===== Provided data =====

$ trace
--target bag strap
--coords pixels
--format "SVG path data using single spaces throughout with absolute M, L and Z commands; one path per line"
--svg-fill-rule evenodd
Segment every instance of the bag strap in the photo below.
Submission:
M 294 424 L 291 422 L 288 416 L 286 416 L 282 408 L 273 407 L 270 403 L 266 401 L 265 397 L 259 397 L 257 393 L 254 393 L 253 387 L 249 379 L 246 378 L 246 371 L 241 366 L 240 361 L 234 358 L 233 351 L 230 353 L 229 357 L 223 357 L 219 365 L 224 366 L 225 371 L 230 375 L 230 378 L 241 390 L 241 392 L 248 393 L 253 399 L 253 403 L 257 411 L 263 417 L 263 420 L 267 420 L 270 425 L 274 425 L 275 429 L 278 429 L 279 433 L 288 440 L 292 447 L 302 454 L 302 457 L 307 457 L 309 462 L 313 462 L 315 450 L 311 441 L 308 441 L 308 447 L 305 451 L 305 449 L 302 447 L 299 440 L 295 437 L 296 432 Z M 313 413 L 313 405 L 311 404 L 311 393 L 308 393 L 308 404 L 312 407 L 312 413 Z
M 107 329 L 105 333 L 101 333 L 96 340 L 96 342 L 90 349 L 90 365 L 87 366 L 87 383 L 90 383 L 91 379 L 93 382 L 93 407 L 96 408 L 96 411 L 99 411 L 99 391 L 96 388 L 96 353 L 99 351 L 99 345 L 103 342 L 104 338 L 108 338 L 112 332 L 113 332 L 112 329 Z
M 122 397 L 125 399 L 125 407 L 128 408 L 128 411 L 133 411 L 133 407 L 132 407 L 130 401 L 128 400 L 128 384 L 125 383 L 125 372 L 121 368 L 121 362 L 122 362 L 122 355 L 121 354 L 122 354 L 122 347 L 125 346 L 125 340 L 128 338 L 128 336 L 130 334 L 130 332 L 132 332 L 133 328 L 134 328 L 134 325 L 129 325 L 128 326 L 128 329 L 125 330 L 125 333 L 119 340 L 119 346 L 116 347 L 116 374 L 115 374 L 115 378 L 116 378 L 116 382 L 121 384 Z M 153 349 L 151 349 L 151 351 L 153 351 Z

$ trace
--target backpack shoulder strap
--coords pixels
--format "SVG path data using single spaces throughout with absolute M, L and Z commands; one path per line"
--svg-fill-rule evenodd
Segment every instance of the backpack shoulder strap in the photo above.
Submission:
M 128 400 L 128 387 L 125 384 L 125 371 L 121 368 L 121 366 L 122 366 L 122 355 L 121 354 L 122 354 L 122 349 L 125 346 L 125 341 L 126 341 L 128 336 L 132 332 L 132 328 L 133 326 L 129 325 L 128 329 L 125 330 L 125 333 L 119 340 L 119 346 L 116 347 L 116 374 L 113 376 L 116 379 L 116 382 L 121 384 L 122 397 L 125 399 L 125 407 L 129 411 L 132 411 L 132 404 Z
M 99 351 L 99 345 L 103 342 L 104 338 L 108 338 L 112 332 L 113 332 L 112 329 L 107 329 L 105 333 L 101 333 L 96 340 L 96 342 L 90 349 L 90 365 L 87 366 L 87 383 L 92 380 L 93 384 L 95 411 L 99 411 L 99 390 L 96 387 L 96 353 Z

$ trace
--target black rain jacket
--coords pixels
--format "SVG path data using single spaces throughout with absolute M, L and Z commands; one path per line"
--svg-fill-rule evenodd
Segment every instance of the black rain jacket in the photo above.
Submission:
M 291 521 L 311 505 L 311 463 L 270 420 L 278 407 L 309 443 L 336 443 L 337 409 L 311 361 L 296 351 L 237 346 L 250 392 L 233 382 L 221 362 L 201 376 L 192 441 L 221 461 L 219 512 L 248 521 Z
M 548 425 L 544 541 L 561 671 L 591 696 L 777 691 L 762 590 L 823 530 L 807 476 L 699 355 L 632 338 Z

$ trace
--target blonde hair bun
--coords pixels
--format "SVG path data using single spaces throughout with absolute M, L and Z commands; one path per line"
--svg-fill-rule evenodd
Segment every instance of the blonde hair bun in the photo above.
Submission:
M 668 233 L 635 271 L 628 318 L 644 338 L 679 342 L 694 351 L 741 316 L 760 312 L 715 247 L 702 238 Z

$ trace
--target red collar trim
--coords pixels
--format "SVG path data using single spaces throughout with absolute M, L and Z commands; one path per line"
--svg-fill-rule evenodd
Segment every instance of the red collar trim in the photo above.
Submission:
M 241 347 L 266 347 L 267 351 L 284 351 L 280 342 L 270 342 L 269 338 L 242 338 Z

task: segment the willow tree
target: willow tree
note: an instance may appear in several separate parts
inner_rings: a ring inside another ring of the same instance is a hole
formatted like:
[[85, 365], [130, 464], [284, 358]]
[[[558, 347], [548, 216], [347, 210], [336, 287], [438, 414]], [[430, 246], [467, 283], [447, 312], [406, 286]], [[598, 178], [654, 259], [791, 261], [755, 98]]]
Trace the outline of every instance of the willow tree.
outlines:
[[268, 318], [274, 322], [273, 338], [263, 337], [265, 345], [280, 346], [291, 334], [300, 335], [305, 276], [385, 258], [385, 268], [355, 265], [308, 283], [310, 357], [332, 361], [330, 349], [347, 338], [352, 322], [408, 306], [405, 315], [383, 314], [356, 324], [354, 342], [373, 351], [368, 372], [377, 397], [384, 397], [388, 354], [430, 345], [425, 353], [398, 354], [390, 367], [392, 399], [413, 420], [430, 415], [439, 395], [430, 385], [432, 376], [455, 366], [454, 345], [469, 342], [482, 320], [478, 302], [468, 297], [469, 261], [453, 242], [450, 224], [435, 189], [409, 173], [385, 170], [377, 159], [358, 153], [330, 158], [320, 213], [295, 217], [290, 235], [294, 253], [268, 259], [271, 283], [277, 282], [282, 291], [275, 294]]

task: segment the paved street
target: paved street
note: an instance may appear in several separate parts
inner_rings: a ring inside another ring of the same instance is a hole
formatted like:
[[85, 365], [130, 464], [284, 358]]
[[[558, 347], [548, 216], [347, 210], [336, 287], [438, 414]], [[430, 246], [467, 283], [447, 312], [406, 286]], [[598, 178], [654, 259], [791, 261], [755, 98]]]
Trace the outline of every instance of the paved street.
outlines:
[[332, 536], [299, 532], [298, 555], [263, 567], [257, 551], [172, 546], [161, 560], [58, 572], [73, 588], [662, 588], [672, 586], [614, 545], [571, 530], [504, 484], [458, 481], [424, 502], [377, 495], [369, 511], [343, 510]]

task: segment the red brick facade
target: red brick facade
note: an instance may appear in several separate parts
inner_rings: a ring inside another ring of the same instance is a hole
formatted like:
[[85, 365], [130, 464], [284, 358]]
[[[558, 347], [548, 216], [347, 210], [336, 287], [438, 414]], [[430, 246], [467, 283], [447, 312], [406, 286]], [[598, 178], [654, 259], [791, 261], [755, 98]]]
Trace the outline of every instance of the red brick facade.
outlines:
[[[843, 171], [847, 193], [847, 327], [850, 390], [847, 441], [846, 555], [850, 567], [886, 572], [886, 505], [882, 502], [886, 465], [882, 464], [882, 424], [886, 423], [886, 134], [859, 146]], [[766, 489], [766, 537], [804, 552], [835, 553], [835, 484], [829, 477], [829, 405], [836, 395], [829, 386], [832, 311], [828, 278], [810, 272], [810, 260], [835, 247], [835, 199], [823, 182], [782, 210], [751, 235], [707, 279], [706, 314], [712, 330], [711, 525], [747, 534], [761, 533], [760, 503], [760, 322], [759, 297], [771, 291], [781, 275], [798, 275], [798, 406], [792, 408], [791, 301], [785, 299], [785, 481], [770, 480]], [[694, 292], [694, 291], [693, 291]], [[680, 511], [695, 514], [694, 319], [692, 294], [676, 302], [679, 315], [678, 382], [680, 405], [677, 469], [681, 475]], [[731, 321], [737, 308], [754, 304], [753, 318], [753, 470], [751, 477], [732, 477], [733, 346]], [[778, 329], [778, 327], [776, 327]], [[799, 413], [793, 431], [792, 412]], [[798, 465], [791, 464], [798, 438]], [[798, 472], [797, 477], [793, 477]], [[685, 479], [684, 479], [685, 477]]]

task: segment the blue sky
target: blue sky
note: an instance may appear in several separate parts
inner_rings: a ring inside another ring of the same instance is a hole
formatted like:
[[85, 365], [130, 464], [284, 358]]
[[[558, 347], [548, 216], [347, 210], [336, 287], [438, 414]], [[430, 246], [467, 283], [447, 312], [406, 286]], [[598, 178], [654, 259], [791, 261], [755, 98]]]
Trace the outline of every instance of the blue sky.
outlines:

=====

— Work required —
Copy out everything from the start of the records down to the line containing "M 122 397 L", with both ends included and every character unchanged.

— Output of the task —
$ trace
--target bag strap
--coords pixels
--format "SVG path data using single spaces throughout with absolute M, L and Z commands; one path per line"
--svg-fill-rule evenodd
Segment every instance of the bag strap in the photo below.
Submission:
M 294 424 L 291 422 L 288 416 L 286 416 L 282 408 L 273 407 L 270 403 L 266 401 L 265 397 L 259 397 L 257 393 L 254 393 L 253 387 L 249 379 L 246 378 L 246 371 L 241 366 L 240 361 L 234 358 L 233 351 L 230 353 L 229 357 L 223 357 L 219 365 L 224 366 L 225 371 L 230 375 L 230 378 L 241 390 L 241 392 L 248 393 L 253 399 L 253 403 L 257 411 L 263 417 L 263 420 L 267 420 L 270 425 L 274 425 L 275 429 L 278 429 L 279 433 L 288 440 L 292 447 L 302 454 L 302 457 L 307 457 L 309 462 L 313 462 L 315 450 L 311 441 L 308 441 L 308 447 L 305 451 L 305 449 L 302 447 L 299 440 L 295 437 L 296 432 Z M 313 413 L 313 405 L 311 404 L 311 393 L 308 393 L 308 404 L 312 407 L 312 413 Z
M 107 329 L 105 333 L 101 333 L 96 340 L 96 342 L 90 349 L 90 365 L 87 366 L 87 383 L 90 383 L 91 379 L 93 382 L 93 407 L 96 408 L 96 411 L 99 411 L 99 391 L 96 388 L 96 353 L 99 351 L 99 345 L 103 342 L 104 338 L 108 338 L 112 332 L 113 332 L 112 329 Z
M 122 397 L 125 399 L 125 407 L 128 408 L 128 411 L 133 411 L 133 407 L 132 407 L 130 401 L 128 400 L 128 384 L 125 383 L 125 372 L 121 368 L 121 362 L 122 362 L 122 355 L 121 354 L 122 354 L 122 347 L 125 346 L 125 340 L 128 338 L 128 336 L 130 334 L 130 332 L 132 332 L 133 328 L 134 328 L 134 325 L 129 325 L 128 326 L 128 329 L 125 330 L 125 333 L 119 340 L 119 346 L 116 347 L 116 374 L 115 374 L 115 378 L 116 378 L 116 382 L 121 384 Z M 153 349 L 151 349 L 151 351 L 153 351 Z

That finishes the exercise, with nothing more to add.